### [TASK DESCRIPTION]
Give back every entry, exactly as written.

### [SOURCE MATERIAL]

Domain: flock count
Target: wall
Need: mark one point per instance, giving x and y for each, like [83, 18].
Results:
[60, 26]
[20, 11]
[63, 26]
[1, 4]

### [WRITTEN ANSWER]
Domain: flock count
Target: wall
Need: mark one point per instance, giving x and y for each, like [83, 18].
Results:
[60, 26]
[20, 11]
[63, 26]
[1, 4]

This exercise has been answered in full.